> **本文抜粋**:
- - - - - - -

「芸術文化による社会支援助成」活動報告会
アーツカウンシル東京では、平成27(2015)年度より、さまざまな社会環境にある人がともに参加し、個性を尊重し合いながら創造性を発揮することのできる芸術活動や、芸術文化の特性やアーティストが持つ力を活かして、さまざまな社会課題に取り組む活動を助成するプログラム「芸術文化による社会支援助成」を実施しています。
ここでは、助成対象活動を終了した団体による活動報告会をレポートします。
2024/04/19
第5回「うた・ことば・からだ―多様な人が出会う場づくりの可能性」(後編)ラウンドテーブル
2024年2月9日、「芸術文化による社会支援助成」に採択された事業の成果や課題を参加者とも共有する活動報告会が開催されました。第5回のテーマは「うた・ことば・からだ―多様な人が出会う場づくりの可能性」。前編では、練馬区光が丘で20年近く、知的障害者をはじめさまざまな人が音楽やダンスのワークショップを楽しめる場をつくってきた「表現クラブがやがや」の活動を紹介しました。中編では、墨田区両国で誰にでも開かれた地域のホール/アートスペースとして「両国門天ホール」を運営し、多彩なプロジェクトを展開してきた「一般社団法人もんてん」の活動をお届けします。さらに後編ではラウンドテーブルの様子もお伝えします。
>第5回「うた・ことば・からだ―多様な人が出会う場づくりの可能性」(前編)表現クラブがやがや はこちら
>第5回「うた・ことば・からだ―多様な人が出会う場づくりの可能性」(中編)一般社団法人もんてん はこちら
開催時期:2024年2月9日(金)18:30〜21:00
開催場所:アーツカウンシル東京 5階会議室
報告団体・登壇者:表現クラブがやがや 小島希里、山田珠実
一般社団法人もんてん 黒崎八重子、赤羽美希
ファシリテーター:小川智紀
グラフィックファシリテーター:関美穂子
手話通訳:加藤裕子、瀬戸口裕子
※事業ページはこちら
ラウンドテーブルの会場風景
撮影:松本和幸
コミュニティ・ミュージックへの継続的な支援やハブの必要性
最後に全員が登壇し、小川さんの進行でラウンドテーブルが始まった。もんてんの黒崎さんが挙げた、アーツカウンシル東京への4つの質問をさらに深めていく。
グラフィックレコーディング(制作:関美穂子)
(画像拡大:JPEG版)
小川「芸術文化による社会支援とは何かについて改めて見えてきた課題として、継続的な活動資金の獲得、さまざまな団体のネットワークやそれをまとめるハブの必要性、支援団体との情報共有が必要というお話でした。まずハブとはどんなイメージですか? 「東京文化戦略2030」にもアートハブという言葉はあるんですが、黒崎さんがほしいハブとはなんですか?」

- - - - - - -

> **課題**:
1) 報告会の記事のうち、「グラフィックレコーディング(制作:関美穂子)」で始まり「ほしいハブとはなんですか?」」まで続く部分を、「活動資金」を「運営資金」に置き換えて書き直せ。
2) 記録の中から、文字列「paved」を含む行を探し出し、そのすべてを書き写せ。

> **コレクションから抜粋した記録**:

- - - - - - -

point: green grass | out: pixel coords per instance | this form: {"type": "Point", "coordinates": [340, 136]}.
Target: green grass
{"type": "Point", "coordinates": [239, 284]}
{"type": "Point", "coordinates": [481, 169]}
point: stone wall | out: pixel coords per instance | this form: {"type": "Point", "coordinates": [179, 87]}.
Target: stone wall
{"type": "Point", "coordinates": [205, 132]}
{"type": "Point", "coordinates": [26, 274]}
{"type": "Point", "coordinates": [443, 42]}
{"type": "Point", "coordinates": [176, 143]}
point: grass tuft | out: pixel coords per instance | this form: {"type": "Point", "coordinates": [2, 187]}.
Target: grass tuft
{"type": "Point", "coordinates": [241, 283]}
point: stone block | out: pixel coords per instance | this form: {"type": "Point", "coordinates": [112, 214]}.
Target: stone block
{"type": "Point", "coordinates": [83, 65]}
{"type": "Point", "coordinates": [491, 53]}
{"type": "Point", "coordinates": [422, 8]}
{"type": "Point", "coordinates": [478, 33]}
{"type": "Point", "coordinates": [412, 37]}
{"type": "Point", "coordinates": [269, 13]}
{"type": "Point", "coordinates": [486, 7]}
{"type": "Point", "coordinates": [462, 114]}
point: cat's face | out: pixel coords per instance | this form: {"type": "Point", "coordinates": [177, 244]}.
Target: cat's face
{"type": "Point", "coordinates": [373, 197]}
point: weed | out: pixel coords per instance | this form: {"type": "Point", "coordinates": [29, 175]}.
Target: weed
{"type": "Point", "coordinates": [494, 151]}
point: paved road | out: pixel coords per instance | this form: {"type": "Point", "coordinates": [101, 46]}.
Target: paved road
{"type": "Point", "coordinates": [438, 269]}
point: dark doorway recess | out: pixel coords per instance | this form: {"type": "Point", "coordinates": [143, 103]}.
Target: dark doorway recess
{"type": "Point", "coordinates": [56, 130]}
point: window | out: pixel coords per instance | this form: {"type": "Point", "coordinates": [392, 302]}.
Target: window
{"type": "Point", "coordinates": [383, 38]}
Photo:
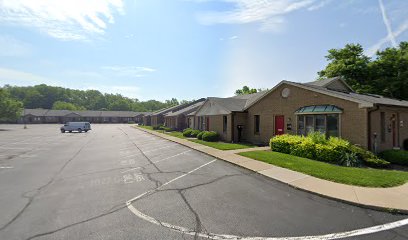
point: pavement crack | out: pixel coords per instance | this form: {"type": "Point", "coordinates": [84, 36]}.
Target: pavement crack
{"type": "Point", "coordinates": [38, 190]}
{"type": "Point", "coordinates": [110, 211]}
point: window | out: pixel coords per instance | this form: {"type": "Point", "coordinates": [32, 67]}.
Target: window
{"type": "Point", "coordinates": [320, 123]}
{"type": "Point", "coordinates": [382, 121]}
{"type": "Point", "coordinates": [224, 125]}
{"type": "Point", "coordinates": [324, 123]}
{"type": "Point", "coordinates": [256, 124]}
{"type": "Point", "coordinates": [332, 125]}
{"type": "Point", "coordinates": [301, 125]}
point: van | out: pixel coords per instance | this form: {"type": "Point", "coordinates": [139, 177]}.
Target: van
{"type": "Point", "coordinates": [76, 126]}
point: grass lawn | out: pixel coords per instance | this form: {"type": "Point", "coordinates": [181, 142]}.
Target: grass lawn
{"type": "Point", "coordinates": [146, 127]}
{"type": "Point", "coordinates": [176, 134]}
{"type": "Point", "coordinates": [365, 177]}
{"type": "Point", "coordinates": [223, 145]}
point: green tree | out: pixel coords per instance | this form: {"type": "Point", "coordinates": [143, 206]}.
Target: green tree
{"type": "Point", "coordinates": [59, 105]}
{"type": "Point", "coordinates": [10, 109]}
{"type": "Point", "coordinates": [386, 74]}
{"type": "Point", "coordinates": [245, 90]}
{"type": "Point", "coordinates": [351, 64]}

- - - - - - -

> **解答**:
1)
グラフィックレコーディング(制作:関美穂子)
(画像拡大:JPEG版)
小川「芸術文化による社会支援とは何かについて改めて見えてきた課題として、継続的な運営資金の獲得、さまざまな団体のネットワークやそれをまとめるハブの必要性、支援団体との情報共有が必要というお話でした。まずハブとはどんなイメージですか? 「東京文化戦略2030」にもアートハブという言葉はあるんですが、黒崎さんがほしいハブとはなんですか?」

2)
point: paved road | out: pixel coords per instance | this form: {"type": "Point", "coordinates": [101, 46]}.
Target: paved road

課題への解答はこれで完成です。